→ WHAT YOU ARE ASKED TO DO: Retype the tail of the data exactly, starting at the line containing "Where can the rectangular" and stopping at the last line.

→ GIVEN INFORMATION:

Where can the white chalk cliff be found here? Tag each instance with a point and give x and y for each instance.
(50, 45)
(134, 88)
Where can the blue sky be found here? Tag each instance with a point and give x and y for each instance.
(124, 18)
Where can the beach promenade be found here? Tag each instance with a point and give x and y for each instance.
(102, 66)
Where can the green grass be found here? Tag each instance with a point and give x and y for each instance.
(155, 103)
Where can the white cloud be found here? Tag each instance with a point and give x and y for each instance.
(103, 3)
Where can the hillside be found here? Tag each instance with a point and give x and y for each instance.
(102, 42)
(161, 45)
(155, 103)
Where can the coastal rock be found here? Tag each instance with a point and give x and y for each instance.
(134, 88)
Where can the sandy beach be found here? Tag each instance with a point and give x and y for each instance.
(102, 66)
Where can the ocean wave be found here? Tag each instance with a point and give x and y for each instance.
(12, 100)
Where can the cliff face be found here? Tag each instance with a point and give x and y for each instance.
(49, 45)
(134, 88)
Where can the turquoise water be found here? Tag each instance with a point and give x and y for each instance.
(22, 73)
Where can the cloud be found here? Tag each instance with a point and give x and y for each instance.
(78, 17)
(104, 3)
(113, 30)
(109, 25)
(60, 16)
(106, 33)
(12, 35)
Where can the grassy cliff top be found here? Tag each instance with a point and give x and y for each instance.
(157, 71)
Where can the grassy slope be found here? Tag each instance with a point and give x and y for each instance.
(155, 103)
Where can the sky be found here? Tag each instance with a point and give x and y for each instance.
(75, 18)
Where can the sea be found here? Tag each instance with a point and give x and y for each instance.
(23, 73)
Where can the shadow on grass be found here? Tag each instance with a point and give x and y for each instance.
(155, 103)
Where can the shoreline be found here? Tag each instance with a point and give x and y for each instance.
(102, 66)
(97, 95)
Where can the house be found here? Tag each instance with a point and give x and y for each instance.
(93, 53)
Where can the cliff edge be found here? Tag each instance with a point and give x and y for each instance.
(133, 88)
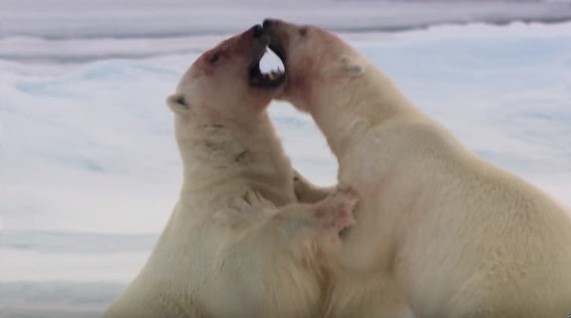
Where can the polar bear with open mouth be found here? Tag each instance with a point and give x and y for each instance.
(238, 244)
(439, 229)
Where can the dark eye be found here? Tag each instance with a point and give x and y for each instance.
(213, 58)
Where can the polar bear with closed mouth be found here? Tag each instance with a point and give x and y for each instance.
(238, 244)
(439, 229)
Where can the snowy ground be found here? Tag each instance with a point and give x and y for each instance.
(89, 165)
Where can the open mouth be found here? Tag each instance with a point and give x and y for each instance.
(267, 69)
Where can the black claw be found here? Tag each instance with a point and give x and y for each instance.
(258, 30)
(267, 23)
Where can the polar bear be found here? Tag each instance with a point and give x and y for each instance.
(238, 244)
(439, 229)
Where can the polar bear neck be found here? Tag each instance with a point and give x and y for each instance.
(231, 159)
(346, 110)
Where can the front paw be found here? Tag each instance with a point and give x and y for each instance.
(335, 212)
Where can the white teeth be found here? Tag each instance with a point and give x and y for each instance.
(271, 63)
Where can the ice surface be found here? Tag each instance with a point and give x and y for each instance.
(90, 169)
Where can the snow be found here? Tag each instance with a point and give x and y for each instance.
(89, 166)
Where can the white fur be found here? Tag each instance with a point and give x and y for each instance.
(439, 228)
(237, 243)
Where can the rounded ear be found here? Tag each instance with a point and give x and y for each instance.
(351, 67)
(177, 103)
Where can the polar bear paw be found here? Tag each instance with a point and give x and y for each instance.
(335, 212)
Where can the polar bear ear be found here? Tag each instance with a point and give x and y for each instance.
(178, 103)
(350, 66)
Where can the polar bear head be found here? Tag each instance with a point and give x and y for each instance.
(311, 56)
(225, 85)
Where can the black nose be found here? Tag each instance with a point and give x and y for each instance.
(267, 23)
(258, 30)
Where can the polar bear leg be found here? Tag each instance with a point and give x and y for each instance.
(308, 192)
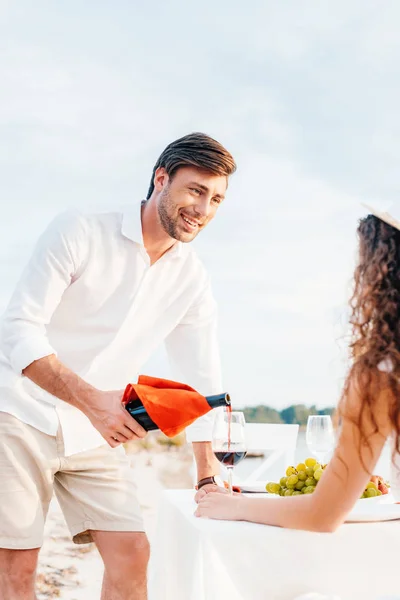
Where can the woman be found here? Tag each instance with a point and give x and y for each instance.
(369, 408)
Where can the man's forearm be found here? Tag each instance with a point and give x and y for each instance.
(207, 464)
(51, 375)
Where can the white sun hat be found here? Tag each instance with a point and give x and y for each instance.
(386, 211)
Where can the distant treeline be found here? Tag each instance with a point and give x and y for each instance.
(296, 413)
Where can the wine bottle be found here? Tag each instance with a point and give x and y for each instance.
(140, 414)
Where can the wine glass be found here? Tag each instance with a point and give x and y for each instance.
(229, 442)
(320, 437)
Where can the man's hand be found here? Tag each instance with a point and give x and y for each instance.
(111, 419)
(206, 489)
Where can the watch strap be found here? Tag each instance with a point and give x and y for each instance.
(205, 481)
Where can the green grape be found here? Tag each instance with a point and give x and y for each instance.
(372, 485)
(290, 471)
(273, 488)
(311, 481)
(318, 474)
(302, 475)
(292, 480)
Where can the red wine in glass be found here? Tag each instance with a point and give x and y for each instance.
(228, 442)
(230, 458)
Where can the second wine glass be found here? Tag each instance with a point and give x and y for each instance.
(320, 436)
(229, 441)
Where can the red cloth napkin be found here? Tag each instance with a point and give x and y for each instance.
(171, 405)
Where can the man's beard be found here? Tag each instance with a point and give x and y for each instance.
(169, 217)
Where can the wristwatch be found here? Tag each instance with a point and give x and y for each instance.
(214, 479)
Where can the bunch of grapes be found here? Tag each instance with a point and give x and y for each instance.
(304, 478)
(376, 487)
(299, 480)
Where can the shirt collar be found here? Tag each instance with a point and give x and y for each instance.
(132, 228)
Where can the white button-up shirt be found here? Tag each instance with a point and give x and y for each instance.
(90, 296)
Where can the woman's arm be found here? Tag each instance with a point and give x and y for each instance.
(342, 483)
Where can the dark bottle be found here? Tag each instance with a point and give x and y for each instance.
(140, 414)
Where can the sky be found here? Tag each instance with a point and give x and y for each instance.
(304, 94)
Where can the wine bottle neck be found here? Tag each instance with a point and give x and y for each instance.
(219, 400)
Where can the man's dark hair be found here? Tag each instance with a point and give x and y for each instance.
(194, 150)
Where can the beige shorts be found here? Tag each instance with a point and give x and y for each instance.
(95, 489)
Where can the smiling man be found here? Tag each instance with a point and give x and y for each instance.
(101, 292)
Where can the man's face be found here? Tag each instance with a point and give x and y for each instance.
(189, 201)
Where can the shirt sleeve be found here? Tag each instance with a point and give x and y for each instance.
(193, 352)
(55, 263)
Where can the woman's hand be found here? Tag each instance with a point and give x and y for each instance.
(221, 506)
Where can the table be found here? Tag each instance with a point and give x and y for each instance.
(204, 559)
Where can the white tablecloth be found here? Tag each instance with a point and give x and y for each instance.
(202, 559)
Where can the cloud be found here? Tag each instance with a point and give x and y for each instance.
(306, 98)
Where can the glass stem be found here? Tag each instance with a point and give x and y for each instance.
(230, 471)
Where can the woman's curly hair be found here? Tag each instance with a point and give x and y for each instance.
(375, 321)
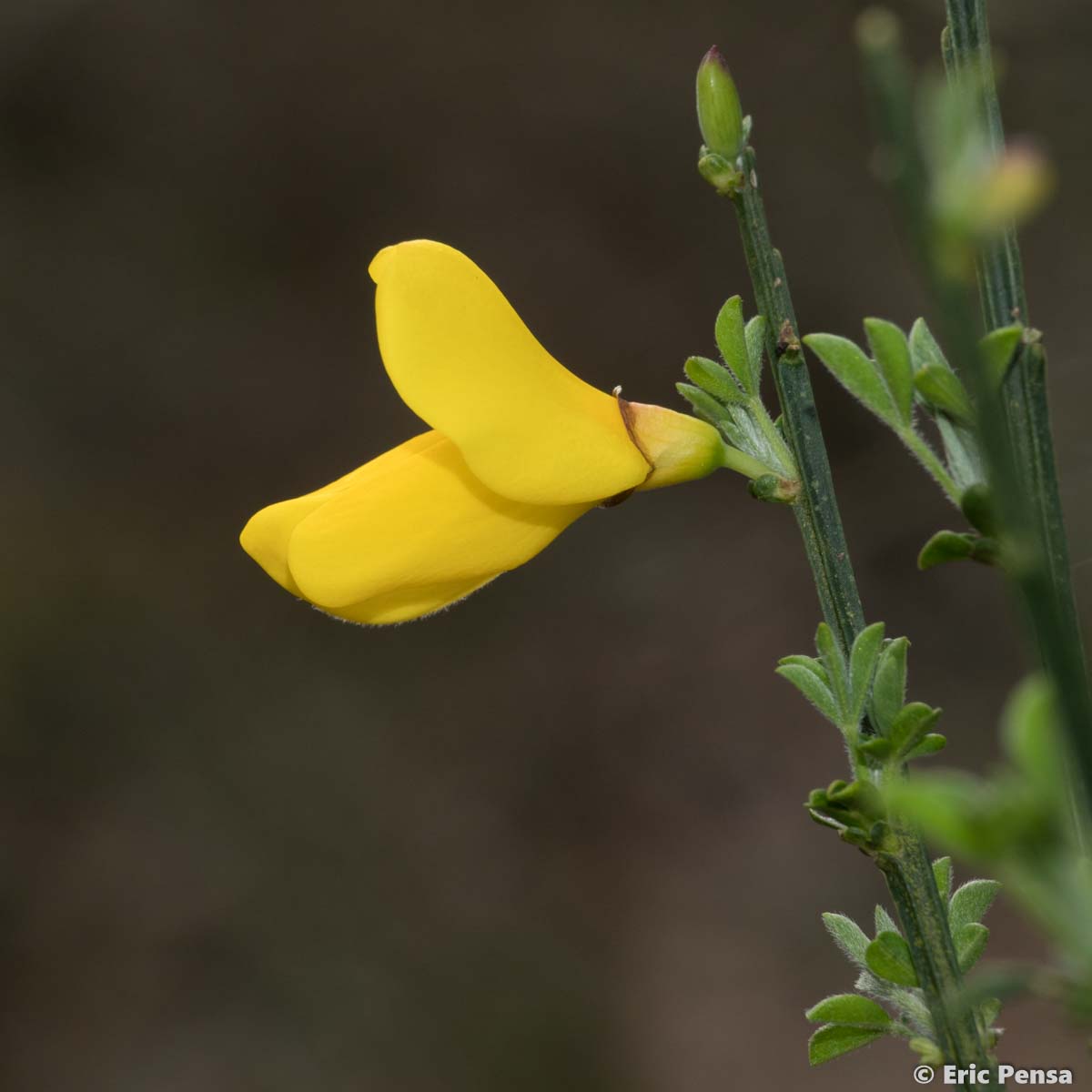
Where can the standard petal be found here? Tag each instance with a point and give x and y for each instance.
(412, 532)
(463, 360)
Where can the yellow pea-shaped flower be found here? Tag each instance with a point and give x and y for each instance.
(519, 448)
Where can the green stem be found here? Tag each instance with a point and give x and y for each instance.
(928, 459)
(905, 866)
(817, 509)
(1020, 451)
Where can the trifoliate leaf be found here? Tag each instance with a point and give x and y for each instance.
(888, 956)
(732, 342)
(997, 349)
(970, 944)
(849, 936)
(813, 688)
(940, 389)
(849, 364)
(889, 688)
(833, 1041)
(891, 350)
(933, 743)
(754, 336)
(971, 901)
(850, 1009)
(863, 660)
(884, 921)
(834, 663)
(924, 350)
(713, 379)
(943, 875)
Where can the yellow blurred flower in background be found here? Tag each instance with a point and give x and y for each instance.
(519, 448)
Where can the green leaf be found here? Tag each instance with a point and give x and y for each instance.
(754, 336)
(849, 936)
(1029, 729)
(704, 405)
(863, 660)
(833, 1041)
(888, 956)
(940, 389)
(849, 1009)
(884, 921)
(924, 350)
(970, 944)
(989, 1010)
(834, 662)
(713, 379)
(847, 363)
(943, 874)
(811, 663)
(813, 688)
(891, 350)
(889, 688)
(945, 546)
(732, 343)
(932, 743)
(910, 726)
(971, 902)
(977, 507)
(997, 349)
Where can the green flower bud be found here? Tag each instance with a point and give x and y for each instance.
(720, 116)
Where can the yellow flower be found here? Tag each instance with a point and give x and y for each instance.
(519, 448)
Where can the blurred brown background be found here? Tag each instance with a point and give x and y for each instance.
(551, 839)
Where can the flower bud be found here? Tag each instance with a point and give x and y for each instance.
(720, 116)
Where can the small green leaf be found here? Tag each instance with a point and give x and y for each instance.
(970, 944)
(888, 956)
(754, 336)
(943, 874)
(971, 902)
(813, 688)
(877, 747)
(940, 389)
(811, 663)
(849, 1009)
(849, 936)
(891, 350)
(932, 743)
(989, 1010)
(732, 343)
(704, 405)
(884, 921)
(713, 379)
(847, 363)
(910, 726)
(977, 507)
(833, 1041)
(1029, 729)
(997, 349)
(834, 662)
(945, 546)
(863, 659)
(924, 350)
(889, 688)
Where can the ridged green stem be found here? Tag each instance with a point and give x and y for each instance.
(905, 866)
(1020, 448)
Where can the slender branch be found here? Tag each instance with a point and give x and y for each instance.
(817, 509)
(1026, 470)
(1015, 424)
(905, 867)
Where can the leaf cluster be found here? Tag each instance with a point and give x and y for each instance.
(888, 999)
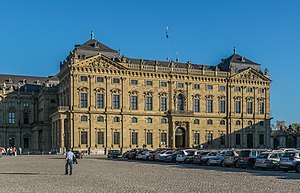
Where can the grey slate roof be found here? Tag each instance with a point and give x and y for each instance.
(15, 79)
(238, 63)
(94, 45)
(166, 63)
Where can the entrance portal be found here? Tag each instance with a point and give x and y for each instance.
(180, 137)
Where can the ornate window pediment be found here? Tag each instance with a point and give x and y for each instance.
(163, 94)
(115, 91)
(134, 92)
(83, 89)
(99, 90)
(148, 93)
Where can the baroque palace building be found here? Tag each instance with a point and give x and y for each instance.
(100, 100)
(108, 101)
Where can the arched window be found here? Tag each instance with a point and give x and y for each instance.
(222, 122)
(83, 118)
(100, 119)
(133, 120)
(209, 122)
(164, 120)
(116, 119)
(149, 120)
(196, 121)
(180, 102)
(250, 123)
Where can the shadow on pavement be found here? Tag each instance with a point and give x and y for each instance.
(256, 172)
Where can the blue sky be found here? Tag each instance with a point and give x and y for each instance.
(36, 35)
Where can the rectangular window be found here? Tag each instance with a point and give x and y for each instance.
(180, 85)
(149, 138)
(261, 107)
(237, 106)
(222, 106)
(163, 84)
(209, 87)
(149, 83)
(209, 106)
(133, 103)
(163, 138)
(117, 138)
(100, 137)
(222, 139)
(196, 138)
(116, 101)
(133, 82)
(134, 138)
(238, 139)
(163, 103)
(249, 89)
(116, 80)
(249, 107)
(196, 105)
(83, 100)
(100, 101)
(100, 79)
(209, 138)
(149, 104)
(83, 78)
(83, 137)
(222, 88)
(261, 139)
(11, 117)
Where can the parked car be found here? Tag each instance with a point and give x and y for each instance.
(182, 155)
(114, 154)
(216, 160)
(230, 158)
(247, 157)
(165, 154)
(190, 156)
(290, 161)
(206, 157)
(132, 154)
(78, 154)
(198, 155)
(268, 160)
(172, 157)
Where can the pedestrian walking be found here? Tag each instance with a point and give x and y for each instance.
(69, 161)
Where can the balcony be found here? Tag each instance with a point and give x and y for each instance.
(185, 113)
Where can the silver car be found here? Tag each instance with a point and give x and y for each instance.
(290, 161)
(268, 160)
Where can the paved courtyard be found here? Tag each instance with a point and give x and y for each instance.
(98, 174)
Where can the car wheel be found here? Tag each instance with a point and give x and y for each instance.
(285, 170)
(298, 168)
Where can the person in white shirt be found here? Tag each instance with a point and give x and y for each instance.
(69, 161)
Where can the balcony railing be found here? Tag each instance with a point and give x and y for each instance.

→ ANSWER BELOW:
Where can the rectangular window be found here? Tag each instance with a point and give x and y for each instance.
(180, 85)
(149, 138)
(261, 107)
(237, 106)
(222, 106)
(163, 84)
(209, 87)
(149, 83)
(209, 106)
(133, 103)
(163, 138)
(117, 138)
(100, 137)
(222, 139)
(196, 138)
(116, 101)
(133, 82)
(134, 138)
(238, 139)
(163, 103)
(249, 89)
(116, 80)
(249, 107)
(196, 105)
(83, 100)
(100, 101)
(100, 79)
(209, 138)
(149, 104)
(83, 78)
(83, 137)
(222, 88)
(261, 139)
(11, 117)
Where can the parked car be found here? Tag each instance with a point and give x and y for each instance.
(182, 155)
(114, 154)
(216, 160)
(230, 158)
(247, 157)
(165, 154)
(190, 156)
(290, 161)
(206, 157)
(132, 154)
(78, 154)
(198, 155)
(268, 160)
(172, 157)
Where can the pedestrian walking be found here? Tag each instance with a point and give x and y for each instance.
(69, 161)
Where can the balcony be found here? Tag each instance with a point and give x and y for each instance.
(185, 113)
Where can the silver car be found here? Tag each instance with a point and give x and y for each instance.
(290, 161)
(268, 160)
Where can the paved courtyard be found here? Tag each instance with a point and give x and y for each instance.
(98, 174)
Where can the car wheel be found here? Tag each instance with a point and give x and y for each instance.
(285, 170)
(298, 168)
Where can the person in white shirt be found here? Tag each instance with a point and give x and y for each instance.
(69, 161)
Where can the balcony railing be found here? Tag each instance with a point and give x and y for each instance.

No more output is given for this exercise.